Leave no line out; reproduce the listing exactly.
[[ MATERIAL FOR THIS TASK, beginning ]]
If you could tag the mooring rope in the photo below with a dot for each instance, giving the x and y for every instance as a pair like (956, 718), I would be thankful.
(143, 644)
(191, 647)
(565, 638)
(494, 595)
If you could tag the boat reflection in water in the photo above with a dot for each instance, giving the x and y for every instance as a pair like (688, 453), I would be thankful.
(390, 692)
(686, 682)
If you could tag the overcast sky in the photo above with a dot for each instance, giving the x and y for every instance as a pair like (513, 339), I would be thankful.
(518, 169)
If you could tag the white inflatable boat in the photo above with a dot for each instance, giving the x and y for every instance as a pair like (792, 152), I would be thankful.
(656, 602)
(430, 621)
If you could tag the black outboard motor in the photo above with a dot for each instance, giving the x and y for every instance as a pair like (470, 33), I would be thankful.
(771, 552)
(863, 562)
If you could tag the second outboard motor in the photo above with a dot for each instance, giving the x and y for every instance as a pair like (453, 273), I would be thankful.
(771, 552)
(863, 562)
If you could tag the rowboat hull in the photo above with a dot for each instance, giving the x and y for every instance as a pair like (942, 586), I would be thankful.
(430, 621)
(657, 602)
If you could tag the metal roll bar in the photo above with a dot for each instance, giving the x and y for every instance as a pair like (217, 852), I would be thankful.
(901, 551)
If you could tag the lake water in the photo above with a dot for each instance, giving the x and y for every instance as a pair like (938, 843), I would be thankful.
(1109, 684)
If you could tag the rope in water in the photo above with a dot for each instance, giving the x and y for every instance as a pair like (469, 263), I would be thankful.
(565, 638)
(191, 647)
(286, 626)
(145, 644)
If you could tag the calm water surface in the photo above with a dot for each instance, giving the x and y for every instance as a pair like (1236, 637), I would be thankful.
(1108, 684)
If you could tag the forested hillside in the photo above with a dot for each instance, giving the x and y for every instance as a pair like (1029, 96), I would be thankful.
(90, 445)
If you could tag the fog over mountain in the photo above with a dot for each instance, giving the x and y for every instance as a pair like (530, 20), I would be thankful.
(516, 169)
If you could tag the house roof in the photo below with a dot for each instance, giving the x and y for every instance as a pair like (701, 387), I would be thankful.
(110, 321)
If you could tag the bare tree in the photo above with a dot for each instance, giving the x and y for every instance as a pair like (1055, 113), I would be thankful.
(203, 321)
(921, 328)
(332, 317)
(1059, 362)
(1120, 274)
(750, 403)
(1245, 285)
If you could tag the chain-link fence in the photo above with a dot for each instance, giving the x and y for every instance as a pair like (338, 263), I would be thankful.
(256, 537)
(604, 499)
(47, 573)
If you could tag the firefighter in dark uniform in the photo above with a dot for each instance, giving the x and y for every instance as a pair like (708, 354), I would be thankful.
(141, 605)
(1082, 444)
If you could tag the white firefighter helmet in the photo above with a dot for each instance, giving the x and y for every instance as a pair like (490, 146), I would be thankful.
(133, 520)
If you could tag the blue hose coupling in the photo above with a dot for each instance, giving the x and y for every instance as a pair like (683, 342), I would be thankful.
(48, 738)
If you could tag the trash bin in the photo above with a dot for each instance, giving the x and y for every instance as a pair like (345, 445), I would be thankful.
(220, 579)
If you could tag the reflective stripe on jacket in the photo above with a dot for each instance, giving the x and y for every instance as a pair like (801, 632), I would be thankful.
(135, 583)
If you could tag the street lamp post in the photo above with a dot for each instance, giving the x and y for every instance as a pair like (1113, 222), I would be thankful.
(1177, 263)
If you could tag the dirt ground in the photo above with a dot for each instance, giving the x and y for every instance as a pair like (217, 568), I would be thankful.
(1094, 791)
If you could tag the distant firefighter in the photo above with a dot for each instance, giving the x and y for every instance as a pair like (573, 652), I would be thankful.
[[ MATERIAL FOR THIS TASK, end ]]
| ANSWER TO THE PROBLEM |
If you could tag the mooring rope in the photo below with a dot for each instance, giving the x and y for every instance as a pair like (956, 718), I would be thankful.
(143, 644)
(191, 647)
(565, 638)
(494, 595)
If you could tag the boat reflection in water in the photo above with a dot for each instance, giving the x and y for every instance as a pair like (688, 453), I would be thankful.
(390, 692)
(686, 682)
If you could tag the overcast sky in the photo above with a dot for each instance, giving the x and y for every instance as a pair like (513, 339), I would be thankful.
(518, 169)
If you could tag the white inflatable boat in the photo above with a dot for each instance, giving the x and y for every instance as a pair like (792, 152), I would be thankful.
(656, 602)
(430, 621)
If you could tag the black outboard motor in the photo above with a dot for each instance, giving the x and y for every instance as a pair like (470, 33), I would be thankful.
(771, 552)
(863, 562)
If you could tag the second outboard motor in the photo above with a dot for each instance, giving the x and y for every instance as a pair like (453, 273), I would be thankful.
(771, 552)
(863, 562)
If you could tag the rowboat hull in the photo above with a dot for each instance, giving the x and y for every instance as a pair like (942, 586), I would be thankful.
(430, 621)
(657, 602)
If you could tag the metal roll bar in the photo above with a dot for each instance, giving the x and y for every instance as a pair like (217, 852), I would be thankful.
(901, 551)
If you could tag the lake water in the photo above with a dot for each instance, giving the x and y for every instance as a pair like (938, 843), I would be thankful.
(1109, 684)
If you could tag the rope in water in the photo above with a dot for each instance, giving the x and y for every instance as a pair like (469, 263), I would be thankful.
(565, 638)
(191, 647)
(286, 626)
(145, 644)
If you could tag the calm water surface in the photo above with a dot for each instance, giving the x and y for every instance as a pair like (1236, 637), I would be thankful.
(1108, 684)
If you could tag the forested hillside in the photo above with a dot for each instance, giving the x and y for every instance as a pair like (1029, 96), I would be thankful.
(90, 445)
If you could tag the fog over mountain in the photo above with a dot for each instance, giving the x and y for every instance as a pair like (530, 20), I would be thankful.
(516, 169)
If you could tag the house roof in the photo below with a dot for each instance, giving the x and y for every instance as a pair like (701, 387), I would be thankful.
(110, 321)
If you could tag the bare tree in the photo above with a dot for each instance, giving the x and y for every instance as a pair like (1055, 113), I would be thankful.
(203, 321)
(921, 328)
(332, 317)
(1059, 362)
(1120, 274)
(750, 403)
(1245, 285)
If you could tag the chain-link fence in the photo above with a dot for each instance, giving the x and y for every instance as a pair like (338, 263), I would be thankful.
(256, 537)
(604, 499)
(47, 573)
If you could tag the firefighter in dark uniform in the photo above with a dot for each instance, giving the x and y for every instance as a pair like (708, 354), I would be thankful.
(141, 605)
(1082, 444)
If you could tag the white firefighter helmet in the photo above with a dot for each instance, giving the x and y for every instance as a pair like (490, 146), I would be thankful.
(133, 520)
If you could tag the blue hose coupling in the photo above with a dot for each instance, giving the x and y for every instance as a pair like (683, 342), I would be thankful.
(48, 738)
If you could tag the trash bin in the photo above with a dot for each instance, giving the x and y for every instance as a pair like (345, 445), I would be thankful.
(220, 579)
If you could tag the reflective stripe on jacket in the photo above with a dot for each instance, giving the x and y for every instance as a pair like (801, 632), I would be thankful.
(135, 583)
If you could tag the street lamp post in the photo above with a dot for each instance, giving the x and y for every instance as a pair like (1113, 222), I would be thankful.
(1177, 263)
If you could tag the dirt ground in the photo above with a dot for each instance, giving the x and y for every instance as a pair like (217, 568), I would be thankful.
(1094, 791)
If you could tag the distant firefighter in the photo above with a dot for each instance, giving the x and y for every instance as a pair like (573, 652), I would be thankful.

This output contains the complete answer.